Referring expression grounding data:
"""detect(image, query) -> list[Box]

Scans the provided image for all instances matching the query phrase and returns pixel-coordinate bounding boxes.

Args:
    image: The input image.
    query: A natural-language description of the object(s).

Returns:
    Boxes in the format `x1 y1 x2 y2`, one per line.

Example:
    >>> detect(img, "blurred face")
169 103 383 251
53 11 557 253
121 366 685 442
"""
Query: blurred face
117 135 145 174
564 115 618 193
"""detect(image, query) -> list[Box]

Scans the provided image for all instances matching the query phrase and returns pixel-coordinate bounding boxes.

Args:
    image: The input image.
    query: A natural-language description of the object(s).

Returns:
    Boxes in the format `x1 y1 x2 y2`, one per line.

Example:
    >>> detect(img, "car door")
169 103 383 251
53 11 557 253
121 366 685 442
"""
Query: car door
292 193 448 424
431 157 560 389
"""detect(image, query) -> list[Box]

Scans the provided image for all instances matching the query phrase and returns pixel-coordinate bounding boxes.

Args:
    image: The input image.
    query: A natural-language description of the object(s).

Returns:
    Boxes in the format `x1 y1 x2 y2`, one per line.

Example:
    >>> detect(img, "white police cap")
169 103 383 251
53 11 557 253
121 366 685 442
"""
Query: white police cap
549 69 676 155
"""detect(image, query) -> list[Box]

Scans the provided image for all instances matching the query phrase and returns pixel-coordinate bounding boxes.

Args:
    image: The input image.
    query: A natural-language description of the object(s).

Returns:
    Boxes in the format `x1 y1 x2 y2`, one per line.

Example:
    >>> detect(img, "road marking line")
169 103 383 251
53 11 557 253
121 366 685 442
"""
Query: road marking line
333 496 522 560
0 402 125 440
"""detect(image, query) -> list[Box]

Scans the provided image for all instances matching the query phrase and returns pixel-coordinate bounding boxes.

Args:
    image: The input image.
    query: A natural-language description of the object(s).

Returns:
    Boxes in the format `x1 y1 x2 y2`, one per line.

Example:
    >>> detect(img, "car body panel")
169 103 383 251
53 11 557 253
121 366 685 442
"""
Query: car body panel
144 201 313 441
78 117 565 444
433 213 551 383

*Goal of the exercise*: Reproduce the entries above in full, precisely as written.

*Response to the task*:
"""detect(image, query) -> list[Box]

Scans the provided image for all instances matching the query phrase and returns pixel-coordinate bounding boxes.

Args:
    image: The input image.
    query: A natural-language description of the object(s).

Returns:
    Boxes in the format `x1 y1 x2 y2`, one per line.

Example:
    >>> detect(img, "blurred face")
169 103 383 251
53 11 557 253
121 366 685 442
"""
Query: blurred face
117 135 145 174
564 115 618 193
"""detect(image, query) -> list[Box]

Scans the provided image for all instances matching the query phrase and returns pixel-coordinate bounding boxes.

Args:
    image: The input image.
    query: A natural-language description of the object(s).

Returns:
    Boxes in the format `x1 y1 x2 y2`, one per line.

Example:
    >>> detect(img, "car door")
169 103 383 251
53 11 557 253
121 366 685 442
"""
Query: car door
292 193 448 424
431 157 560 389
"""detect(image, query) -> list[Box]

Scans the provided image for all instances matching the query phrase and returns pixel-coordinate bounding boxes.

Args:
    image: The input image.
    query: A natural-language description of the object(s).

Returns:
    Boxes in the format `x1 y1 x2 y2`, one per line.

Example:
    >>> detect(img, "white police cap")
169 103 383 251
53 11 557 253
121 366 685 442
"""
Query: white police cap
549 69 676 155
"""detect(image, query) -> list[Box]

Scans the provided image for all instances matching the query phrase and returns pixel-coordinate bounding boxes.

Args:
    image: The input image.
    query: A natural-language description of the object(s).

Returns:
    Boxes in the format `x1 y1 x2 y2`, one per line.

Example:
    >>> detect(img, "road marking line")
169 103 383 251
53 11 557 253
121 366 685 442
"""
Query: road marking line
333 496 522 560
0 402 125 440
"""detect(image, query) -> list[Box]

Scans the provided image for all instances matching the query phrase and returns pixel-coordinate bounding boxes.

Args:
    image: The input image.
    query: A natural-language description of the object(s).

Returns:
    Boxes in the format `x1 y1 x2 y2`, one per line.

Example:
    >>> detect(img, "car body panel")
169 103 383 251
53 11 557 253
121 366 685 442
"""
Query: car body panel
144 201 313 441
78 117 565 444
433 213 551 383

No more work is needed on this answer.